* [Set task]: In the Ohio Supreme Court case text below, what does the court say a host is not, with respect to a guest's safety on the host's premises?

Scheibel v. Lipton, No. 32531

CourtUnited States State Supreme Court of Ohio
Writing for the CourtMIDDLETON; WEYGANDT, C. J., and ZIMMERMAN; WEYGANDT; ZIMMERMAN
Parties, 46 O.O. 177 SCHEIBEL v. LIPTON et al.
Decision Date05 December 1951
Docket NumberNo. 32531

Page 308

156 Ohio St. 308
102 N.E.2d 453, 46 O.O. 177
SCHEIBEL

v.
LIPTON et al.
No. 32531.
Supreme Court of Ohio.
Dec. 5, 1951.
[102 N.E.2d 454]
Syllabus by the Court.

1. In tort law an 'invitee' means a business visitor, that is, one rightfully on the premises of another for purposes in which the possessor of the premises has a beneficial interest. A social guest is not a business visitor and is not an 'invitee' as that term is used in tort law.

2. A host is not an insurer of the safety of a guest while upon the premises of the host and there is no implied warranty on the part of a host that the premises to which a guest is invited by him are in safe condition.

3. A host who invites a social guest to his premises owes the guest the duty (1) to exercise ordinary care not to cause injury to his guest by any act of the host or by any activities carried on by the host while the guest is on the premises, and (2) to warn the guest of any condition of the premises which is known to the host and which one of ordinary prudence and foresight in the position of the host should reasonably consider dangerous, if the host has reason to believe that the guest does not know and will not discover such dangerous condition.

* [Available data]:
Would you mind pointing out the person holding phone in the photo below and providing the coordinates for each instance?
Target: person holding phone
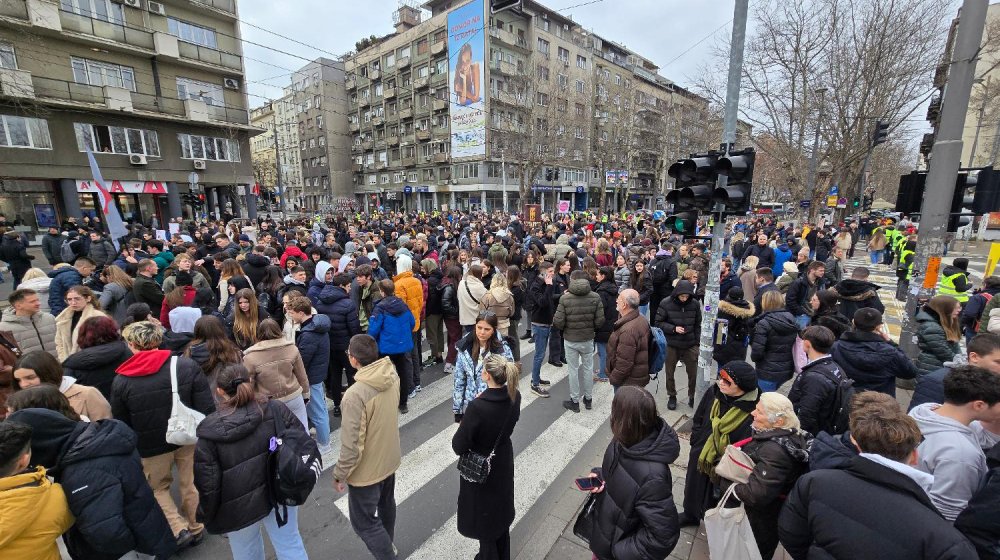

* [Answer to the exercise]: An insurer of the guest's safety.